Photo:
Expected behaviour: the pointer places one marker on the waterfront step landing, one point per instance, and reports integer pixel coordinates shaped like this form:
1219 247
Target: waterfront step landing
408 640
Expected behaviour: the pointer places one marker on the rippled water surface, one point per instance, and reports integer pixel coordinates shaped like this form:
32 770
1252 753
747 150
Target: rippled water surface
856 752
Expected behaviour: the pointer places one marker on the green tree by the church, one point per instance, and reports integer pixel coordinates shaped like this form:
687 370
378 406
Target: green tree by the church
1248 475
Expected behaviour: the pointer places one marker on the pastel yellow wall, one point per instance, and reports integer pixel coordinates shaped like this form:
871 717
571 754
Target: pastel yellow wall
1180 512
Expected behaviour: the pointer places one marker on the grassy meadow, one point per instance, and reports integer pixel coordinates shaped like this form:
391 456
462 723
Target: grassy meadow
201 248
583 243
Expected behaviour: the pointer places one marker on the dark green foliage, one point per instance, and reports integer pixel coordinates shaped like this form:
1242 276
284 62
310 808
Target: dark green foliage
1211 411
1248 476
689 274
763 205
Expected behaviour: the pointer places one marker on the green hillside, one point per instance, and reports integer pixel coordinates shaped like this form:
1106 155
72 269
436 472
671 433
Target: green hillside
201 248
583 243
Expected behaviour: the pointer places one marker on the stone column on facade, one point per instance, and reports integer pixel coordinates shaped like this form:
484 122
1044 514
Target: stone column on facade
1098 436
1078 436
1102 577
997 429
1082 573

- _What to do_: This exercise calls for an exact reproduction of the material.

- _Result for this exercise_:
Photo:
Expected behaviour: the pointer places one marker on the waterfront step landing, one point per instance, and reports integer pixel coordinates shaped like this form:
1219 247
Target: waterfront step landing
408 640
Expected behaviour: the pointer places one marker on the rippled water surface, one point per instance, and reports integer pixel coordinates shaped like this form:
32 770
1252 753
747 150
Target: rippled water surface
856 752
Expected behaviour: the pointer places one marker on the green tree by the church, one point per instance, and reports integer pixel coordinates shaped like this form:
687 370
378 406
Target: green tree by the church
1248 475
Expected behaviour: the pointer places one marker on the pastel yellow wall, one point per instance, and reports integer pixel coordinates shaped like this form:
871 717
571 754
Target: pastel yellow wall
1180 512
Expected behaviour: the pointer places one marker on the grassy meadow, one point per instance, and reports integer pixel coordinates shaped like this form:
391 456
462 723
Target: grassy meadow
201 248
583 243
Expected behaviour: the pointer places one marker on the dark green foliage, one point per instance, and reports integer pixel coordinates shaped like this form:
1242 276
284 62
310 808
Target: dark green foliage
1211 411
1248 476
689 274
763 205
Expected behaviour: the pointer places one marker on the green hillside, one point per instance, and reports integer pixel coordinates shaped like this form:
1106 155
72 269
436 472
671 433
Target: green hillside
201 248
583 243
Expected behaviour: the pointer places one marker on the stone column on facade, one point per instance, and reports integer pixel coordinates shaped like this form:
484 122
1044 514
Target: stone column on facade
1098 436
1078 436
1102 577
997 429
1082 573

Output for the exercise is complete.